§ PASSAGE PROVIDED
◇ ◇ ◇ ◇ ◇

US v. Santiago

Decision Date07 March 1994
Docket NumberNo. 94-CR-0002-B.,94-CR-0002-B.
Citation846 F. Supp. 1486
PartiesUNITED STATES of America, Plaintiff, v. Miguel A. SANTIAGO, Defendant.
CourtU.S. District Court — District of Wyoming

John R. Green, Asst. U.S. Atty., Cheyenne, WY, Captain Jeffrey J. Sweeney, Sp. Asst. U.S. Atty., Francis E. Warren AFB, Cheyenne, WY, for plaintiff.

Ronald G. Pretty, Cheyenne, WY, for defendant.


BRIMMER, District Judge.

The above-entitled matter having come before the Court on the Defendant's Motion to Suppress, and the Court having reviewed the materials on file herein, having heard oral argument from the parties, and being fully advised in the premises, hereby FINDS and ORDERS as follows:

Factual Background

Defendant Santiago was arrested on December 15, 1993, for driving while under the influence of an intoxicant, specifically, alcohol, on Warren Air Force base in violation of Wyo.Stat. § 31-5-233 (1989).1 He filed the present motion to suppress, claiming that the detaining officer lacked probable cause to stop his car, and further, that the officer lacked probable cause to administer a breathalyzer test. With respect to this latter claim, the defendant also asserted that the officer who administered the breathalyzer test was not a "peace officer" as required by the Wyoming Implied Consent Act, Wyo. Stat. § 31-6-102(a)(i)(C) (1989).

The facts relating to this case are straightforward. The government's sole witness at the hearing on this motion was Airman First Class Duke Hernandez. Hernandez initially testified that he was sworn in as a federal agent and at no time did he act under color of state law. He then testified that on the evening of December 15, 1993, he was working at the entry gate to the base. Pursuant to authorization from the chain of command, Airman Hernandez was instructed to conduct a "random vehicle inspection," also known as a "base entry point check." The purpose of this inspection was to check vehicles to see if they contained either government property, contraband and/or classified information; the check was not intended as a random sobriety checkpoint. Airman Hernandez was instructed to check every third car in accordance with standard procedure.

At approximately 1:40 a.m., Airman Hernandez testified that he first saw the defendant's vehicle approximately 50 feet from the base, and that the car was "weaving" from side to side, although it never left its lane. The defendant's car was the third one and was therefore subject to the random check. When the car approached the checkpoint, the window had already been rolled down. Hernandez testified that he explained to the driver and sole occupant of the car, the defendant, that his car was subject to this random check. During the course of his explanation to the defendant regarding the check, Hernandez testified that he noticed a "slight" odor of alcohol from the car and that the defendant's eyes were "glassy and blood-shot." In spite of these indicia of possible drunk driving, Hernandez testified that he did not, at this time, think that the defendant was intoxicated. Hernandez also indicated that the defendant "consented" to the vehicle inspection.

◇ ◇ ◇ ◇ ◇

§ TASK STATEMENT
Write out, word for word, everything in the Santiago suppression ruling from "Decision Date07 March" down to "WY, for defendant.".

§ DATA SEGMENT

◇ ◇ ◇ ◇ ◇

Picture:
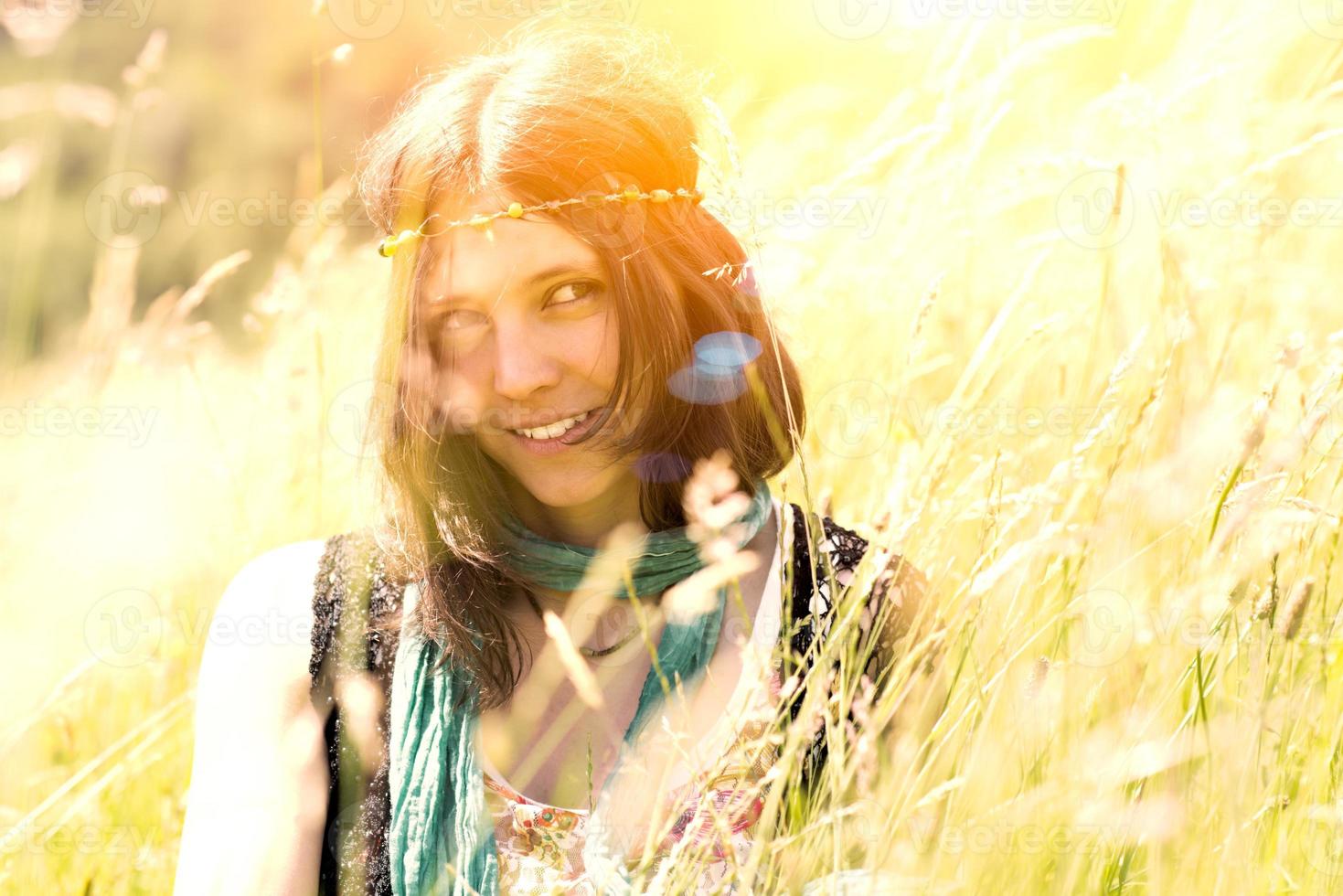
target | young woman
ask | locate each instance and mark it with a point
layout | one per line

◇ ◇ ◇ ◇ ◇

§ EXERCISE RESULT
Decision Date07 March 1994
Docket NumberNo. 94-CR-0002-B.,94-CR-0002-B.
Citation846 F. Supp. 1486
PartiesUNITED STATES of America, Plaintiff, v. Miguel A. SANTIAGO, Defendant.
CourtU.S. District Court — District of Wyoming

John R. Green, Asst. U.S. Atty., Cheyenne, WY, Captain Jeffrey J. Sweeney, Sp. Asst. U.S. Atty., Francis E. Warren AFB, Cheyenne, WY, for plaintiff.

Ronald G. Pretty, Cheyenne, WY, for defendant.